Work to do:
**A)** Answer these questions from the FFT introduction below, one answer per line, marked (i), (ii), (iii) like the questions.
(i) How many FLOPs does a naive DFT computation take for a signal with $n$ elements?
(ii) How many FLOPs does an FFT need to compute the DFT?
(iii) In which programming language does the article give its examples?
**B)** Summarize the FFT introduction below in two sentences.
**C)** Continue the FFT introduction below, starting after its final sentence.

Source extract:
<<<<

Parsiad Azimzadeh

Introduction to the FFT

Motivation

The discrete Fourier transform (DFT) is a transformation that converts a signal from its original domain (e.g., time or space) into a frequency domain. The DFT has widespread applicability (e.g., data compression, filtering, partial differential equations, etc.). However, if the DFT is computed naively, the amount of work required to transform a signal with $n$ elements is $O(n^2)$ FLOPs.

A fast Fourier transform (FFT) is any one of a family of algorithms that can compute the DFT in $O(n \lg n)$ FLOPs. The widespread adoption of the DFT is, without a doubt, due to the FFT.

This article introduces the theory of the DFT and FFT and gives some examples in Python.

Notation

$i$ denotes the imaginary unit. The complex conjugate of a complex number $z$ is denoted $z^\dagger$.

>>>>

Stored rows:
<<<<

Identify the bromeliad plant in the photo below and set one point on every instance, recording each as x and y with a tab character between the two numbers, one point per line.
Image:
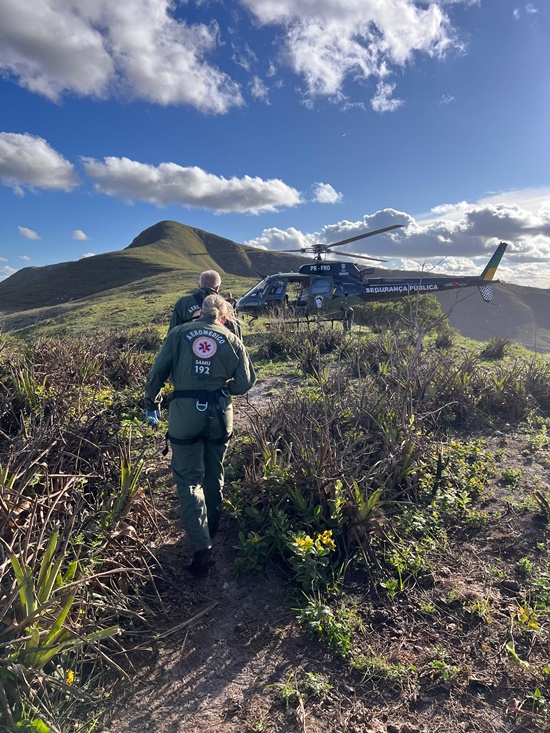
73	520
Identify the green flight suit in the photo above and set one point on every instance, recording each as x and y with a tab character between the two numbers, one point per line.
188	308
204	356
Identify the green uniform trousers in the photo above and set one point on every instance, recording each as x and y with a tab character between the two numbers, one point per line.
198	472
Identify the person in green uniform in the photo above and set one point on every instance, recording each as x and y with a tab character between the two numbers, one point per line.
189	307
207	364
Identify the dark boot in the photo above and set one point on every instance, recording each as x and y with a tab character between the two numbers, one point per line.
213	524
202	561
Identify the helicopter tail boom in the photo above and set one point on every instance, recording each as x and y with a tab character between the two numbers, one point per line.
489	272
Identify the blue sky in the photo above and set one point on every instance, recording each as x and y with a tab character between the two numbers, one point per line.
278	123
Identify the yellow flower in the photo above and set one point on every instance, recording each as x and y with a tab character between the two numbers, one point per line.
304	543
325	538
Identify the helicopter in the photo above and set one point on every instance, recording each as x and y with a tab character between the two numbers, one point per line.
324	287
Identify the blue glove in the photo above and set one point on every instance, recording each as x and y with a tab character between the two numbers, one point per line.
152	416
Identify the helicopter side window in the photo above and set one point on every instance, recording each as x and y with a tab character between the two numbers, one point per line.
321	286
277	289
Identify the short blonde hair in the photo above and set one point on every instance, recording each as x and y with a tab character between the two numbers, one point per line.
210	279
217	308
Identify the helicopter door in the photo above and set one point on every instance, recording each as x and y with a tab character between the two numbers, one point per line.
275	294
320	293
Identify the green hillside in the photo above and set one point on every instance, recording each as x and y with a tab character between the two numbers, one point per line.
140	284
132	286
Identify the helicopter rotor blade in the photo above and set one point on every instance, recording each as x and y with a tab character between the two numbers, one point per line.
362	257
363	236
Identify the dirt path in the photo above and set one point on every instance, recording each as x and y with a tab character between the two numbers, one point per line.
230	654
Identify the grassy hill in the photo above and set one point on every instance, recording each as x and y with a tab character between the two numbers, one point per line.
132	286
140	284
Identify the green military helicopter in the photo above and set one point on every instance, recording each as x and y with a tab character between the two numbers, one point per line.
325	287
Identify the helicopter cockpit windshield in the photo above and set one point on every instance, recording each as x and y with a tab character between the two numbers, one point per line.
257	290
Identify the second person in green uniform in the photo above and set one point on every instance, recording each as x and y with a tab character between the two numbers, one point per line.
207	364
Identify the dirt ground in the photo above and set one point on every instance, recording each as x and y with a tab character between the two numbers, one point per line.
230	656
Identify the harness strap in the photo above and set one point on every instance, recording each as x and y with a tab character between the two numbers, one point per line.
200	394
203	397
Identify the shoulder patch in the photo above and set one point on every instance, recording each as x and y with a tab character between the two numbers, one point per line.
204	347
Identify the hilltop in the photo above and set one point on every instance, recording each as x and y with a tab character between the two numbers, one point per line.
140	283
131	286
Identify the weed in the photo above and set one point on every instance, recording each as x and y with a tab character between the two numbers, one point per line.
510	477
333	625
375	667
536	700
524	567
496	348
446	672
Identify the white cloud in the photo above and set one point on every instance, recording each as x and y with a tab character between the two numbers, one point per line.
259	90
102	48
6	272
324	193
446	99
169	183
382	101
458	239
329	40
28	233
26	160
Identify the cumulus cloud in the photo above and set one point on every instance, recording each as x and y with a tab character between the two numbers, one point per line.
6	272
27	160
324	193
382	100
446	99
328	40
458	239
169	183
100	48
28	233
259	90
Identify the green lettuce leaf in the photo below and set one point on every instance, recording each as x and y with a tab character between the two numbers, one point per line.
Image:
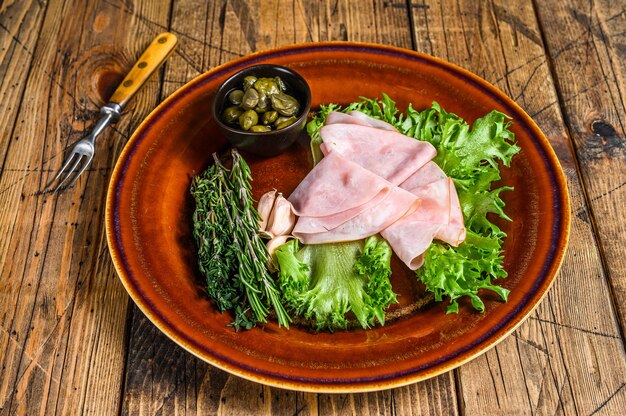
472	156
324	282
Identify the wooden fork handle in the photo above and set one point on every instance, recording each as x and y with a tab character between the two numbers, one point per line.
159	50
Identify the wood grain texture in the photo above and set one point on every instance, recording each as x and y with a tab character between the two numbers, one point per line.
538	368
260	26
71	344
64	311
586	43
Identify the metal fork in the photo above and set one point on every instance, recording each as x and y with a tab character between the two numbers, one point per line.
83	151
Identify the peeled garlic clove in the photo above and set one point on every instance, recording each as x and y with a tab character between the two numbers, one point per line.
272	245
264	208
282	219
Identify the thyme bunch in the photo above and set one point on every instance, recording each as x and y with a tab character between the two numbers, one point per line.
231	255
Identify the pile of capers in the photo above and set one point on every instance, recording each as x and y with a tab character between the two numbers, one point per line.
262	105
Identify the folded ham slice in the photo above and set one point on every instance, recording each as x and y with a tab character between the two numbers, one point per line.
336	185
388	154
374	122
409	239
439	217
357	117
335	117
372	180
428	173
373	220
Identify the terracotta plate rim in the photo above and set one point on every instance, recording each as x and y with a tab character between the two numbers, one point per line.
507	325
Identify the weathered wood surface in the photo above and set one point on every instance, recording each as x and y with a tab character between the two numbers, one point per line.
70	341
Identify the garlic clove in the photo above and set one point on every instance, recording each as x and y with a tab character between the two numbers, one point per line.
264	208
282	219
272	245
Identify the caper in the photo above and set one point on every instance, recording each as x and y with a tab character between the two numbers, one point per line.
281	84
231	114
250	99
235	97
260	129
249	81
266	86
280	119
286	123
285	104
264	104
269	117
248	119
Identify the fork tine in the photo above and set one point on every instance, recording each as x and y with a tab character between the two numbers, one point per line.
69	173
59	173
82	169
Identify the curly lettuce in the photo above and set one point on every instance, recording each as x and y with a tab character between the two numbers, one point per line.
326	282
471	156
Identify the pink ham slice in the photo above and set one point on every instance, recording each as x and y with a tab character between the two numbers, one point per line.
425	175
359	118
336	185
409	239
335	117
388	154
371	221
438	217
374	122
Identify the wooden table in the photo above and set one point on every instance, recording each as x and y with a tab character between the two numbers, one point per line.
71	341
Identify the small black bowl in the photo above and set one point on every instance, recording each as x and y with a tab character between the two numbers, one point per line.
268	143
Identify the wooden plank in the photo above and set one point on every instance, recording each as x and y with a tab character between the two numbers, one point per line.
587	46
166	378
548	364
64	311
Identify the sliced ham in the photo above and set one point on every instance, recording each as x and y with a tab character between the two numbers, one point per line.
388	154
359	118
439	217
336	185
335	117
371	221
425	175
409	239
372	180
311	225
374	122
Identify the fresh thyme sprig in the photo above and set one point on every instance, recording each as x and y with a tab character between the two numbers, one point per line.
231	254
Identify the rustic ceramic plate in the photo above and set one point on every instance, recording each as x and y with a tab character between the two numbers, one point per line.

>>>>

Answers below:
**A)**
(i) $O(n^2)$ FLOPs
(ii) $O(n \lg n)$ FLOPs
(iii) Python

**B)** The discrete Fourier transform (DFT) converts a signal from its original domain into a frequency domain and has wide applicability, but a naive computation costs $O(n^2)$ FLOPs for a signal with $n$ elements. A fast Fourier transform (FFT) is any one of a family of algorithms that compute the DFT in $O(n \lg n)$ FLOPs, and the article introduces the theory of both with examples in Python.

**C)**
Throughout, this article, we fix our choice of $n$ and work with the complex vector space $\mathbb{C}^n$. When the vector space is not made explicit in writing, it should be assumed that it is this one. The conjugate transpose $\boldsymbol{z}^\mathrm{H}$ of a complex vector or matrix $\boldsymbol{z}$ is obtained by taking the ordinary transpose and conjugating each entry. An inner product is obtained by defining $\langle \boldsymbol{u}, \boldsymbol{v} \rangle = \boldsymbol{v}^{\mathrm{H}} \boldsymbol{u}$. The induced norm is $|\boldsymbol{u}| = \sqrt{\langle \boldsymbol{u}, \boldsymbol{u} \rangle}$.

The Kronecker delta $\delta_{jj^\prime}$ is defined to be one whenever $j = j^\prime$ and zero otherwise.

Discrete Fourier Transform

Roots of unity

Definition (Roots of unity). A complex number $z$ satisfying $z^n = 1$ is called an $n$-th root of unity.

Lemma. If $z$ is an $n$-th root of unity, so too is $z^u$ for any complex number $u$.

Proof. $z^u = (z^u)^n = z^{nu} = (z^n)^u = 1^u = 1.$

For the remainder, let $\omega = \exp(-2 \pi i / n)$.

Corollary. $\omega^0, \ldots, \omega^{n - 1}$ are the only $n$-th roots of unity.

Proof. It’s readily verified by direct computation that $\omega^0, \ldots, \omega^{n - 1}$ are distinct $n$-th roots of unity. Uniqueness follows from the fundamental theorem of algebra applied to $z^n - 1$.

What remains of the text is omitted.